All of the data, except its images, should be set down exactly as it appears.

.....

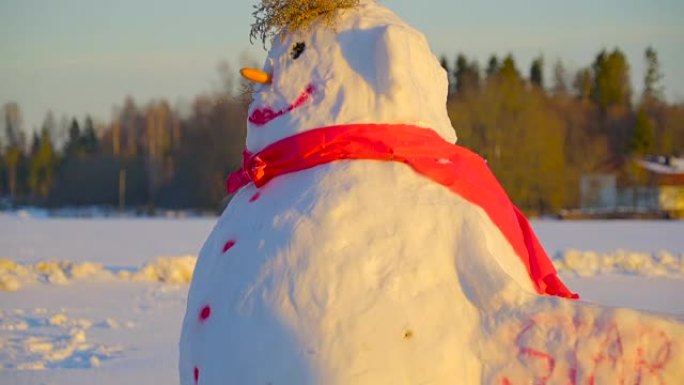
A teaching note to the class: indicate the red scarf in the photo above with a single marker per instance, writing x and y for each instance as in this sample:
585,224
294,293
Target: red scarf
462,171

.....

(Expected output)
A teaching note to the class: indicate the red scarf in the photo above with a single marker per instance, writing x and y for each instance as in this sample:
585,224
294,293
Target: red scarf
462,171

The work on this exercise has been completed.